• THE TASK:
Answer these questions using the face recognition post.
1. What accuracy does the pretrained model reach on the Labeled Faces in the Wild benchmark?
2. How many conv layers does the ResNet network have?
3. How many individual identities are in the training dataset?

• TEXT TO READ:

Sunday, February 12, 2017

High Quality Face Recognition with Deep Metric Learning

Since the last dlib release, I've been working on adding easy to use deep metric learning tooling to dlib. Deep metric learning is useful for a lot of things, but the most popular application is face recognition. So obviously I had to add a face recognition example program to dlib. The new example comes with pictures of bald Hollywood action heroes and uses the provided deep metric model to identify how many different people there are and which faces belong to each person. The input images are shown below along with the four automatically identified face clusters:




Just like all the other example dlib models, the pretrained model used by this example program is in the public domain. So you can use it for anything you want. Also, the model has an accuracy of 99.38% on the standard Labeled Faces in the Wild benchmark. This is comparable to other state-of-the-art models and means that, given two face images, it correctly predicts if the images are of the same person 99.38% of the time.

For those interested in the model details, this model is a ResNet network with 29 conv layers. It's essentially a version of the ResNet-34 network from the paper Deep Residual Learning for Image Recognition by He, Zhang, Ren, and Sun with a few layers removed and the number of filters per layer reduced by half.

The network was trained from scratch on a dataset of about 3 million faces. This dataset is derived from a number of datasets. The face scrub dataset[2], the VGG dataset[1], and then a large number of images I personally scraped from the internet. I tried as best I could to clean up the combined dataset by removing labeling errors, which meant filtering out a lot of stuff from VGG. I did this by repeatedly training a face recognition model and then using graph clustering methods and a lot of manual review to clean up the dataset. In the end, about half the images are from VGG and face scrub. Also, the total number of individual identities in the dataset is 7485. I made sure to avoid overlap with identities in LFW so the LFW evaluation would be valid.

The network training started with randomly initialized weights and used a structured metric loss that tries to project all the identities into non-overlapping balls of radius 0.6. The loss is basically a type of pair-wise hinge loss that runs over all pairs in a mini-batch and includes hard-negative mining at the mini-batch level. The training code is obviously also available, since that sort of thing is basically the point of dlib. You can find all details on training and model specifics by reading the example program and consulting the referenced parts of dlib.  There is also a Python API for accessing the face recognition model.



[1] O. M. Parkhi, A. Vedaldi, A. Zisserman Deep Face Recognition British Machine Vision Conference, 2015.
[2] H.-W. Ng, S. Winkler. A data-driven approach to cleaning large face datasets. Proc. IEEE International Conference on Image Processing (ICIP), Paris, France, Oct. 27-30, 2014

275 comments :

«Oldest   ‹Older   201 – 275 of 275
Suren Tamrazyan said...

Hi Davis,
I'm interested in your opinion, does it make sense to take the first few layers of resnet(vgg, inception), freeze their weights, add new layers and train using a set of faces.

Tapas said...
This comment has been removed by the author.
Tapas said...

Hello Davis,
I got it working. I simply created an object of dlib.rectangle by giving the image information as constructor arguments and passed as second argument to facerec.compute_face_descriptor. It working.

Excerpts from a location annotation dataset:
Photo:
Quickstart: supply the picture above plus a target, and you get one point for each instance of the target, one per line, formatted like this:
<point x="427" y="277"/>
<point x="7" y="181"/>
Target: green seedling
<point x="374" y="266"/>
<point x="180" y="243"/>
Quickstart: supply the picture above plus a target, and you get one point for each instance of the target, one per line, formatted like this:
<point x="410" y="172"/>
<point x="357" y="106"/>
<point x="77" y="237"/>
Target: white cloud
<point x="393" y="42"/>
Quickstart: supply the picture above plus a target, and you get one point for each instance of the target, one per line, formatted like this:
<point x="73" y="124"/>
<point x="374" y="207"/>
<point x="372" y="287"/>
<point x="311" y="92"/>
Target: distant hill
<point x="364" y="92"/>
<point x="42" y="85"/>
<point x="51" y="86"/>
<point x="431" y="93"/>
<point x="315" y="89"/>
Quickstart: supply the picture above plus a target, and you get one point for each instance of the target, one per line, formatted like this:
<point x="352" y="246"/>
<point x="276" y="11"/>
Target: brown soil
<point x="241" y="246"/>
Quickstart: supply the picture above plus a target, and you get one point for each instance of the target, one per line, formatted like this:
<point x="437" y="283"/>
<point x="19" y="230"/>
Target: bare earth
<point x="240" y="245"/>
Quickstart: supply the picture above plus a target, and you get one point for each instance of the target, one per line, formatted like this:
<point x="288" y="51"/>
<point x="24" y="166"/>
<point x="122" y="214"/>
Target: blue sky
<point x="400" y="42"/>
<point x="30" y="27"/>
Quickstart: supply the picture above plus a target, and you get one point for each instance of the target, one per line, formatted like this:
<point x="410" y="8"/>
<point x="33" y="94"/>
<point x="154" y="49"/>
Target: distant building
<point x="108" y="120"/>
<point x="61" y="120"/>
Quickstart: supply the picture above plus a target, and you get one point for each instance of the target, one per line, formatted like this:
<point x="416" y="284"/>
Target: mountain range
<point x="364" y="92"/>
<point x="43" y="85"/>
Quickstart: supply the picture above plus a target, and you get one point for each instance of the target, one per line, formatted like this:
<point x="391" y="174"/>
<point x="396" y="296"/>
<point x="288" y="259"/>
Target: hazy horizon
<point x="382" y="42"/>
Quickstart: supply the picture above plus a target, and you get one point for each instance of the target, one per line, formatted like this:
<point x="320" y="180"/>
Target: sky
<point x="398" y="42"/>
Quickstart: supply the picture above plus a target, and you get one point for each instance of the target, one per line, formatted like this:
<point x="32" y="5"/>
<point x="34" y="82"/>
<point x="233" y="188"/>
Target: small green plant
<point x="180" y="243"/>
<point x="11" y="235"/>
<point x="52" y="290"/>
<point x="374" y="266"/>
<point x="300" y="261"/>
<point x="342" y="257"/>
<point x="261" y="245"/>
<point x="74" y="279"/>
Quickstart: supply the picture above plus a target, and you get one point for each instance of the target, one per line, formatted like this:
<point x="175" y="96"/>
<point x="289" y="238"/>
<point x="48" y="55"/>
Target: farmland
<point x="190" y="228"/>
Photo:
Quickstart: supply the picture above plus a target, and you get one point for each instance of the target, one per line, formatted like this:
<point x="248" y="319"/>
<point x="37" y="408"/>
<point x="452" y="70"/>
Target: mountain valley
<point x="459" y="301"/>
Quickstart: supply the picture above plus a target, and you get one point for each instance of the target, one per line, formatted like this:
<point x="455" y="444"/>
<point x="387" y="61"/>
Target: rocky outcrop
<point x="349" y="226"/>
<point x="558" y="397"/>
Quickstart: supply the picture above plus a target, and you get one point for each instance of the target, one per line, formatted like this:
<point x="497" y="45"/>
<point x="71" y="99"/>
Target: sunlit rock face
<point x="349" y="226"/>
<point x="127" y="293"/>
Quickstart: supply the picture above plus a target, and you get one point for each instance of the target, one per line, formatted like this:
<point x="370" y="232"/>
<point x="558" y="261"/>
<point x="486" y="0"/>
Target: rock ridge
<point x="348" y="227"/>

• WRITTEN REPLY:
1. 99.38%
2. 29
3. 7485